Text:
┌────────

Budget 2021 proposes a continuation until September 2022 of many of the flexibilities we introduced into the EI system. These include a national entrance requirement of 420 hours for both regular and special benefits, as well as a minimum entitlement of 14 weeks of benefits. It also includes a reduced earnings-based threshold for fishers and for self-employed workers who have opted in to access special benefits coverage. Additionally, there are modifications with respect to the treatment of reasons for job separation and monies paid on separation. Finally, the existing seasonal pilot is extended until October 2022. The one permanent change to EI is the extension of the duration of EI sickness benefits to 26 weeks.
[Translation]
In terms of next steps for EI, we are committed to modernizing the program to better reflect the way Canadians work and to improve access to benefits.
A strong EI system will support a healthy labour market.
[English]
Before moving briefly to the other divisions of Part 4 in the BIA1, I would like to recognize that some senators have specific concerns with respect to the boundary lines of EI regions. I would be happy to answer your questions and hear your thoughts and suggestions on this issue.
Briefly, for the purpose of completion, I note the following is proposed in Part 4 of Bill C-30 as well: reforms to the Social Security Tribunal that would make appeals more client-centric, simpler and faster; a one-time payment of $130 million to the Government of Quebec to offset costs related to aligning the Quebec Parental Insurance Plan with our COVID EI temporary measures; and waiving interest on Canada Student Loans and Canada Apprentice Loans from April 1, 2021, to March 31, 2023.
Senators, with all this being said, I remain as committed as ever to ensuring Canadians get the support they need to finish the fight against COVID-19 and to best position our country to come out of this pandemic stronger than ever. I’m confident that we can get there together and deliver for Canadians.
[Translation]
Thank you, and I look forward to your questions.
[English]
The Chair: Thank you very much, minister. We do have questions. We will begin with one of the deputy chairs of this committee.
Senator Bovey: Thank you, minister, for being with us today. I just want to say how much I appreciate the work you have done throughout the pandemic, which has been a difficult time for everyone. The resilience of Canadians has shone, I must say, despite the difficulties many are facing.
Today, it’s Division 34 of Bill C-30 that is on my mind. We read in Budget 2021 that:
Access to affordable early learning and childcare will increase women’s labour market participation and shrink the gender participation gap as more mothers enter the workforce.
With that, I have a two-part question. First, I would be interested in knowing what your government’s forecasts are for the increase in labour market participation by parents, especially women, that could result from the proposed investments in early learning and child care.
Second, we have heard that many child-care workers leave the field in five years because of the lack of pay and the fact that it’s not a career path. Can you illuminate us as to whether you feel early childhood education and early childhood care is and can indeed be a career path? Thank you.
Ms. Qualtrough: Thank you for those really very important questions on child care.
To answer your second question first, I absolutely think it is and I think it must be. One of the things we’re working hard in my portfolio in ESDC is around sectoral training initiatives. We are targeting and working with Minister Hussen and his team to create a more professional development model that is streamlined across the country, both to recognize certification and to acknowledge the importance of the work that these workers, usually women, as you pointed out, do.

└────────

Collected material:
┌────────

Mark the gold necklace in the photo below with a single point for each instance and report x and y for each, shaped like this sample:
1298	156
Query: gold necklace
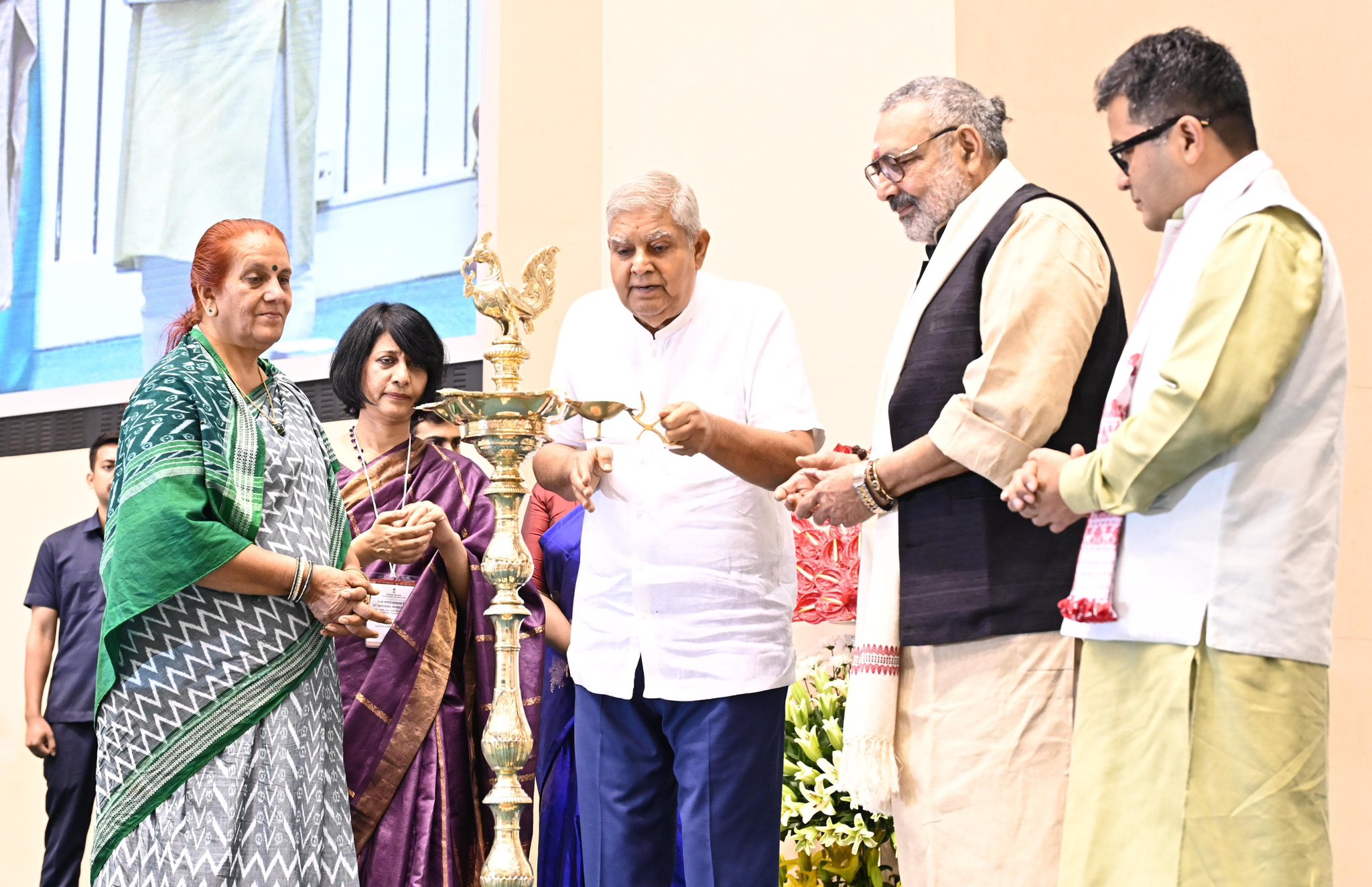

└────────

Tasks and exercises:
(1) In the transcript, what is the one permanent change to EI?
(2) Reproduce the stretch of the transcript from "A strong EI" through "March 31, 2023.".

Activity answers:
(1) The duration of EI sickness benefits is extended to 26 weeks.

(2)
A strong EI system will support a healthy labour market.
[English]
Before moving briefly to the other divisions of Part 4 in the BIA1, I would like to recognize that some senators have specific concerns with respect to the boundary lines of EI regions. I would be happy to answer your questions and hear your thoughts and suggestions on this issue.
Briefly, for the purpose of completion, I note the following is proposed in Part 4 of Bill C-30 as well: reforms to the Social Security Tribunal that would make appeals more client-centric, simpler and faster; a one-time payment of $130 million to the Government of Quebec to offset costs related to aligning the Quebec Parental Insurance Plan with our COVID EI temporary measures; and waiving interest on Canada Student Loans and Canada Apprentice Loans from April 1, 2021, to March 31, 2023.